*Task goal*.
Format all the data below as a Markdown table with two columns, No. and Line, putting each nonblank line in its own numbered row.

*Data listing*.
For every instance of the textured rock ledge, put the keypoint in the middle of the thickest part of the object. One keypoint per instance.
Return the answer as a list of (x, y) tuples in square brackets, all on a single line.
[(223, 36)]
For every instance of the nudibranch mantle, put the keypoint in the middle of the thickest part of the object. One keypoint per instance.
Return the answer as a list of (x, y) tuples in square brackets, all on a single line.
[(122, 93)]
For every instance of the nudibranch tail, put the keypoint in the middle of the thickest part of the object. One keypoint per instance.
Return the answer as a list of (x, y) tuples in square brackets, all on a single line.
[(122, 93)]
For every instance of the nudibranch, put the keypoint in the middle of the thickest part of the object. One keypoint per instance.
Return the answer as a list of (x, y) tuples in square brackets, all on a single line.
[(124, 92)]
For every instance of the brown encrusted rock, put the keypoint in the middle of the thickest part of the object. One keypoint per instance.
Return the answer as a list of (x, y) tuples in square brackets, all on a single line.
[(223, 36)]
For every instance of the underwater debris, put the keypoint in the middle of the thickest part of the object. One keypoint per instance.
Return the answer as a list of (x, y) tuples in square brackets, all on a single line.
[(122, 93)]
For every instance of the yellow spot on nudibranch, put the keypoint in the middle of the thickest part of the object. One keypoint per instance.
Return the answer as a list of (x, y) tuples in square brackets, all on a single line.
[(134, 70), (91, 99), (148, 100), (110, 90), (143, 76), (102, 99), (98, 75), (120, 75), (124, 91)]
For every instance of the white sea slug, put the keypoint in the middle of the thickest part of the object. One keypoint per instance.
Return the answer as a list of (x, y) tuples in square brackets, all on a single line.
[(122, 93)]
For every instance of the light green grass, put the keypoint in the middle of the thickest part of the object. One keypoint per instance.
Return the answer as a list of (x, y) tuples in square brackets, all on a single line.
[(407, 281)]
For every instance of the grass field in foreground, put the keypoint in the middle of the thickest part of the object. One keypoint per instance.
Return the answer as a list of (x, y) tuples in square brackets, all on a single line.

*Written response*.
| No. | Line |
|---|---|
| 1 | For every instance of the textured rock ledge, put the keypoint in the middle of the thickest part of the object. One keypoint per instance. |
| 2 | Return the answer as a list of (x, y) tuples in square brackets, all on a single line. |
| 3 | [(223, 36)] |
| 4 | For every instance of the nudibranch mantle, put the keypoint in the middle of the thickest part of the object. One keypoint per instance. |
| 5 | Return the answer as a list of (x, y) tuples in square brackets, all on a single line. |
| 6 | [(122, 93)] |
| 7 | For every instance of the nudibranch tail, put the keypoint in the middle of the thickest part of the object. One keypoint per instance. |
| 8 | Return the answer as a list of (x, y) tuples in square brackets, all on a single line. |
| 9 | [(122, 93)] |
| 10 | For every instance of the nudibranch, put the keypoint in the middle of the thickest part of the object. One keypoint per instance. |
| 11 | Return the answer as a list of (x, y) tuples in square brackets, all on a single line. |
| 12 | [(124, 92)] |
| 13 | For every instance of the brown encrusted rock, put the keypoint in the middle of the thickest part of the object. One keypoint per instance. |
| 14 | Return the answer as a list of (x, y) tuples in square brackets, all on a single line. |
| 15 | [(223, 36)] |
| 16 | For every instance of the underwater debris, put the keypoint in the middle of the thickest part of the object. One keypoint per instance. |
| 17 | Return the answer as a list of (x, y) tuples in square brackets, all on a single line. |
| 18 | [(122, 93)] |
| 19 | For every instance of the yellow spot on nudibranch, put the keypoint in the middle of the thickest part of the object. One keypoint per instance. |
| 20 | Return the answer as a list of (x, y) tuples in square brackets, all on a single line. |
| 21 | [(134, 70), (91, 99), (148, 100), (110, 90), (143, 76), (102, 99), (98, 75), (120, 75), (124, 91)] |
| 22 | For every instance of the white sea slug, put the keypoint in the middle of the thickest part of the object. One keypoint per instance. |
| 23 | Return the answer as a list of (x, y) tuples in square brackets, all on a single line. |
| 24 | [(122, 93)] |
| 25 | For every instance of the light green grass, put the keypoint in the middle of the thickest part of the object. One keypoint per instance. |
| 26 | Return the answer as a list of (x, y) tuples in square brackets, all on a single line. |
| 27 | [(407, 281)] |
| 28 | For every instance of the grass field in foreground, put the keypoint in the middle of the thickest part of the object. One keypoint per instance. |
| 29 | Return the answer as a list of (x, y) tuples in square brackets, all on a single line. |